### [WORK INSTRUCTIONS]
Take the line that contains "Target: dirt path" as the first and the last line of the material as the final one; set down exactly the lines in that span.

[Start of ROWS]

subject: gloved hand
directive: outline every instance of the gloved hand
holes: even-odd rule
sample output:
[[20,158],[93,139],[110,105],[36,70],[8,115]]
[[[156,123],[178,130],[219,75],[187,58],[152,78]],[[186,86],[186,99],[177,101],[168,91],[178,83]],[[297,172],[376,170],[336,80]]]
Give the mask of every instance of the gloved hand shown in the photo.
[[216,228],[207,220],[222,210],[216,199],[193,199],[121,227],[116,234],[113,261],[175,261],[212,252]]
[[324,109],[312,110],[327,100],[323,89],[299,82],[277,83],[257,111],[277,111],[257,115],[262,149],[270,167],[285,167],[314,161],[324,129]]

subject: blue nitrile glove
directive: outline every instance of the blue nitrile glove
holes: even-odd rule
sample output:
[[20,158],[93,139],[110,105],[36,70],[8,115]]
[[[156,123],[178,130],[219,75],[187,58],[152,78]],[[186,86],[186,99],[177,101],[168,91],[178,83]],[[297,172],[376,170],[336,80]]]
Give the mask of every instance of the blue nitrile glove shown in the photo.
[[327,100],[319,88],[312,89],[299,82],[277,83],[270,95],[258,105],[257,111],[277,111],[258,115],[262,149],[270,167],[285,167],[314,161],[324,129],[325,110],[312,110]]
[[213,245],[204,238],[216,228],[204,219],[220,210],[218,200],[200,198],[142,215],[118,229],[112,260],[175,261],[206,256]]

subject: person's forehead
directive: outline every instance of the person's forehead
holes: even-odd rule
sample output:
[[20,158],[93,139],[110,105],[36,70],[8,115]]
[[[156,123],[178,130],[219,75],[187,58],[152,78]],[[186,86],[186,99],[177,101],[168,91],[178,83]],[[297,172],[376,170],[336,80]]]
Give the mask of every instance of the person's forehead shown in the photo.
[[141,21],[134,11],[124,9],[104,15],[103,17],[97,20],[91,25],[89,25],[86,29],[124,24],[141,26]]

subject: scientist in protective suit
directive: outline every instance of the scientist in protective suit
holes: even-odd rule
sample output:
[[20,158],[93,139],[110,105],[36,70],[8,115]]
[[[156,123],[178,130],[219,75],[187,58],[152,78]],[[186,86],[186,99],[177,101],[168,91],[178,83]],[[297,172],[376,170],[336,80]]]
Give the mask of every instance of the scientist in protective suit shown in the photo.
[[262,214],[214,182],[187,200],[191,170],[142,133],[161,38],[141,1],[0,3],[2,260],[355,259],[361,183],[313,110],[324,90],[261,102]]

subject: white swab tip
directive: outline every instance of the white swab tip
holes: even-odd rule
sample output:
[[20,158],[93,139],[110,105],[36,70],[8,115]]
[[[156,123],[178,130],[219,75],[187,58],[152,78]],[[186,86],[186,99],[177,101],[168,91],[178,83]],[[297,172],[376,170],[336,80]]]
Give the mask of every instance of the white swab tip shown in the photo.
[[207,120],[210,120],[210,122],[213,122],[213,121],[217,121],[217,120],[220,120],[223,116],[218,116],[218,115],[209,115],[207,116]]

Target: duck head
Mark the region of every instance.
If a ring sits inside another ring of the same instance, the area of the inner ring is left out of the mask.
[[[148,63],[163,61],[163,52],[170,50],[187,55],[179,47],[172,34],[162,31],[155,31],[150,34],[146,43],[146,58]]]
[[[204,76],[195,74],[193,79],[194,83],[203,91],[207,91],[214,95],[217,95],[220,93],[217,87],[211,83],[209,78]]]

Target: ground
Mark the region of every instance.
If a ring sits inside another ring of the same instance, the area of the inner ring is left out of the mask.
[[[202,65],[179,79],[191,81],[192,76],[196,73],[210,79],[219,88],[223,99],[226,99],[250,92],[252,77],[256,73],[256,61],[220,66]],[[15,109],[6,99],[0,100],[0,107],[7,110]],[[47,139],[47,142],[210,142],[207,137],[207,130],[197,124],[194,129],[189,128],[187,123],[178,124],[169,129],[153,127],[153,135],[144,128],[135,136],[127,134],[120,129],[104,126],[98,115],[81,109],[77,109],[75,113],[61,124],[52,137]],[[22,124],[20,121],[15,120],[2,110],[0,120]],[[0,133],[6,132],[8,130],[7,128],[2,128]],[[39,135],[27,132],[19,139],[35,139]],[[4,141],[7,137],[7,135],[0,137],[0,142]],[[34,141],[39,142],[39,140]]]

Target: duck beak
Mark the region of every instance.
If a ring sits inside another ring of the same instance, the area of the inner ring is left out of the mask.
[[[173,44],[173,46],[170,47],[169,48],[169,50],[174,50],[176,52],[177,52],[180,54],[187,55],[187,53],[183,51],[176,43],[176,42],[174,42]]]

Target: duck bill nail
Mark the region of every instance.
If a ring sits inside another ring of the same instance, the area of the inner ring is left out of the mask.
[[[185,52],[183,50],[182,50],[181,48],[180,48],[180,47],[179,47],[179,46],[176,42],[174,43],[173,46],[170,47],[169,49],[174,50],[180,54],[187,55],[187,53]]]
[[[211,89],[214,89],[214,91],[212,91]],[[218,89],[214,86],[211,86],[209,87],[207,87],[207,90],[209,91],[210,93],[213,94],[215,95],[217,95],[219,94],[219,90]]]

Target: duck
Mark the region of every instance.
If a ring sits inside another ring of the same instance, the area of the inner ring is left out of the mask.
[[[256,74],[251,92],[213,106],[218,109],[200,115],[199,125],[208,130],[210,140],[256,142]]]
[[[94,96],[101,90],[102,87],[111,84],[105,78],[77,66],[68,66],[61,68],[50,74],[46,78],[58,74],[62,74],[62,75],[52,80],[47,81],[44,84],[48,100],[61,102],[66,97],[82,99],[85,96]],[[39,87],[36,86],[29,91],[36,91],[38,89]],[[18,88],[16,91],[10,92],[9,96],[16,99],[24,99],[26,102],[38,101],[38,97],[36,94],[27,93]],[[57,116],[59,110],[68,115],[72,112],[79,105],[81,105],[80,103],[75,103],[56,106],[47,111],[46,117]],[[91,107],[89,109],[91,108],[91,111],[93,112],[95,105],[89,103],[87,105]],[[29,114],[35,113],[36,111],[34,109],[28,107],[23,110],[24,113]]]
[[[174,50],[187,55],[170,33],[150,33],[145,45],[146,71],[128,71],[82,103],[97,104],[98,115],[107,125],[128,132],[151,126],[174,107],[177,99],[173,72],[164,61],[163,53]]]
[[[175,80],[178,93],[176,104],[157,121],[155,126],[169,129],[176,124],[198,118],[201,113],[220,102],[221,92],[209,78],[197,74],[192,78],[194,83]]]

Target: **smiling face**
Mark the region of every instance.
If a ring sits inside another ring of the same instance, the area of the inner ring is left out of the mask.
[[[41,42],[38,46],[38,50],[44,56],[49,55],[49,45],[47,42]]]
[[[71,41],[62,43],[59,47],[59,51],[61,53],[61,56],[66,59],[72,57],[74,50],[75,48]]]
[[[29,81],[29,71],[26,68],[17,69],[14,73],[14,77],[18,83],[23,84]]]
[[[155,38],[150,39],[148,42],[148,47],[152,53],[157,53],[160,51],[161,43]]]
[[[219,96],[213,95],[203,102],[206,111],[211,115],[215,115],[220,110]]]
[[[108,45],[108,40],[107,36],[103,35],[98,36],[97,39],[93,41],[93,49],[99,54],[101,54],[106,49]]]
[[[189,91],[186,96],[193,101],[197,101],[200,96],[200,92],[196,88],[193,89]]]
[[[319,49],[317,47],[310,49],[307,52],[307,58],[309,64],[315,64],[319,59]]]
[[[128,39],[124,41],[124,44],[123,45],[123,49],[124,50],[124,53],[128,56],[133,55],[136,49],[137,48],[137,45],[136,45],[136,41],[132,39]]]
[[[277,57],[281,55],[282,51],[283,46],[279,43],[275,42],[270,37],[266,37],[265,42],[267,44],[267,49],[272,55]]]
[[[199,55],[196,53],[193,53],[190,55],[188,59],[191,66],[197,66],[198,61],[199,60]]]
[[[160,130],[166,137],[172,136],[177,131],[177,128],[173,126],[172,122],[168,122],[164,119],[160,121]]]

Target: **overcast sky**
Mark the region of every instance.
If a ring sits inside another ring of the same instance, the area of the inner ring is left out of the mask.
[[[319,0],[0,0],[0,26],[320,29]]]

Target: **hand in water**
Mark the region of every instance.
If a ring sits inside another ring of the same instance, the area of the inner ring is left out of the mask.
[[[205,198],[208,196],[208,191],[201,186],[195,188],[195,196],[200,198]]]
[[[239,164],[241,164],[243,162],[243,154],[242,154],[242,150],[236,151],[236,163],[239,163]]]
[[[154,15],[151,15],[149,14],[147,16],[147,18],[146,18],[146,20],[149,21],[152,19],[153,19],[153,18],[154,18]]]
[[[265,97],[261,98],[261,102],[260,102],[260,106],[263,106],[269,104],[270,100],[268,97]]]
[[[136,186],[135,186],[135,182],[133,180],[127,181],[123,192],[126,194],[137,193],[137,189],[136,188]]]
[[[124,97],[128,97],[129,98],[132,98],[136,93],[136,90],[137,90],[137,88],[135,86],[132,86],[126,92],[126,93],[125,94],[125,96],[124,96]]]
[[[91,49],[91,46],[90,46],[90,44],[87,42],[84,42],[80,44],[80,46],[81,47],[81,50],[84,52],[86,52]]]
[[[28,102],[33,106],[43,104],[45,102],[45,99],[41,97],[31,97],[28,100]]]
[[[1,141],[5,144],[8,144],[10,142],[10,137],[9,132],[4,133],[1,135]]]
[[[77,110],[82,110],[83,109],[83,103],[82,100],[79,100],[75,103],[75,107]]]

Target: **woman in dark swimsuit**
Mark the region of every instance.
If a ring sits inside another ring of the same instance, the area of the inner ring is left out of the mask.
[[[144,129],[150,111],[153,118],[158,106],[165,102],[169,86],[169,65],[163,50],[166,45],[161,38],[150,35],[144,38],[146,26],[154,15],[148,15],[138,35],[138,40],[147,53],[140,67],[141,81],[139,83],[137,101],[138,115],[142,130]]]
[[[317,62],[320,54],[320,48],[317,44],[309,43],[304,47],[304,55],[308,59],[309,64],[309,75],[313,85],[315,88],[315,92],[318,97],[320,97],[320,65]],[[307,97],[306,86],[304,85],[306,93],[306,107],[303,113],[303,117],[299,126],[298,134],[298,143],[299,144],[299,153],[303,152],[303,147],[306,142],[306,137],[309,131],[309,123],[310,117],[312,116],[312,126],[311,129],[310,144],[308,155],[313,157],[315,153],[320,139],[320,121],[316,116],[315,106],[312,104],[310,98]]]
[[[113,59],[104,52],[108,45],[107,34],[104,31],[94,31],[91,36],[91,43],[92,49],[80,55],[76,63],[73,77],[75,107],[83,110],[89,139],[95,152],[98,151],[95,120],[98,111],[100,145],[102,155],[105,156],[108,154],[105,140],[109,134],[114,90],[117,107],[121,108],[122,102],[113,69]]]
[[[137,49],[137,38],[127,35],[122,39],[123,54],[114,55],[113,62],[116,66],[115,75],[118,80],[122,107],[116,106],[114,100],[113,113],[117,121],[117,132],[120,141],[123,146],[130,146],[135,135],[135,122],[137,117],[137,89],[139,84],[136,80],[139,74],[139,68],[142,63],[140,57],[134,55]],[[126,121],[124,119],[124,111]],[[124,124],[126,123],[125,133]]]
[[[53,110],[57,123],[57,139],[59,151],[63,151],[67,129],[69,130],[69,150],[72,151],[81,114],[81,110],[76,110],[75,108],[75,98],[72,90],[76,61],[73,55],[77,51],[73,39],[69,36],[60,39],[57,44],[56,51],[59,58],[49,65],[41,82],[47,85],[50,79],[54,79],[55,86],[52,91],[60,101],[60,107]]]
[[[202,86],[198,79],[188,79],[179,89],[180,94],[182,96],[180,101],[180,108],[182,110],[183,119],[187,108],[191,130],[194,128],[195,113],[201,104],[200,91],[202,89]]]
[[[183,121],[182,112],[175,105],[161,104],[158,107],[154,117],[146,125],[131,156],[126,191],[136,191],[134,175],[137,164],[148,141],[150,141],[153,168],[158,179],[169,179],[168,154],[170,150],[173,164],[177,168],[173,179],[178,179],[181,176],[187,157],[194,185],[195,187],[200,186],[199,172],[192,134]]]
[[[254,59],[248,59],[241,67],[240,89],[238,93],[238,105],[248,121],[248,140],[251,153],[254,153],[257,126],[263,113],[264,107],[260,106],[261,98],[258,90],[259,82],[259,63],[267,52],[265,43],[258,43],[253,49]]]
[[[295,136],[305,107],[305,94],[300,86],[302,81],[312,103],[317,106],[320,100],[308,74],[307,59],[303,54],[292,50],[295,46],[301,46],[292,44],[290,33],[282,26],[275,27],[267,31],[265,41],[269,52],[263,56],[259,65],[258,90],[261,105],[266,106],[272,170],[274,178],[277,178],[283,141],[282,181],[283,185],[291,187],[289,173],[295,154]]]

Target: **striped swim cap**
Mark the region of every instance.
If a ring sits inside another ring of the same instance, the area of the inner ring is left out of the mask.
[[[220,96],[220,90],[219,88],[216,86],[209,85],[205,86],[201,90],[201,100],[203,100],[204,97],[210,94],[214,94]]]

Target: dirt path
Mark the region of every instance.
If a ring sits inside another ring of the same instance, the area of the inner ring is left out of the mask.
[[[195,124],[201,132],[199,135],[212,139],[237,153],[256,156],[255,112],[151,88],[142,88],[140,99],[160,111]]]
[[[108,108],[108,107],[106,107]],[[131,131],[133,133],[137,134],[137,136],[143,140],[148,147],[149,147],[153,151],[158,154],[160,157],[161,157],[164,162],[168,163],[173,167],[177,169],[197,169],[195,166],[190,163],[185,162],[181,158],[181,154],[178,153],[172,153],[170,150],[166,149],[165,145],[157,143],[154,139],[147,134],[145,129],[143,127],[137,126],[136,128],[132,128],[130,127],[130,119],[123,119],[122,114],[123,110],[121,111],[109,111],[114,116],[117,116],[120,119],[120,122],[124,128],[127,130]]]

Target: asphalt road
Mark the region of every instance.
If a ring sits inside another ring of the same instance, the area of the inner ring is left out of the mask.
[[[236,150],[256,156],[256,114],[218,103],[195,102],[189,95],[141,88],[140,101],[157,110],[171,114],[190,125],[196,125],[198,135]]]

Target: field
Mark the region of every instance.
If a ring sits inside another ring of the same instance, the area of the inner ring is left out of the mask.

[End of ROWS]

### [COMPLETE RESPONSE]
Target: dirt path
Mark the region of every instance.
If a ring sits inside another ring of the same instance, the area of the inner ring is left out of the mask.
[[[195,124],[201,132],[199,135],[212,139],[237,153],[256,156],[255,112],[151,88],[142,88],[140,99],[160,111]]]
[[[108,108],[108,107],[106,107]],[[131,131],[133,133],[137,134],[137,136],[143,140],[148,147],[149,147],[153,151],[158,154],[160,157],[161,157],[164,162],[168,163],[173,167],[177,169],[197,169],[195,166],[190,163],[185,162],[181,158],[181,154],[178,153],[172,153],[170,150],[166,149],[165,145],[157,143],[154,139],[147,134],[145,129],[143,127],[137,126],[136,128],[132,128],[130,127],[130,119],[123,119],[122,114],[123,110],[121,111],[109,111],[114,116],[117,116],[120,119],[120,122],[124,128],[127,130]]]

Target: asphalt road
Mark the region of every instance.
If a ring sits inside another ring of the same instance, the area of the inner ring is left out of the mask.
[[[236,150],[256,156],[256,114],[218,103],[195,102],[189,95],[141,88],[140,101],[157,110],[171,114],[190,125],[196,125],[198,135]]]

Target: field
Mark the region of every instance.
If a ring sits inside another ring of the same instance, the area of the inner ring is left out of the mask.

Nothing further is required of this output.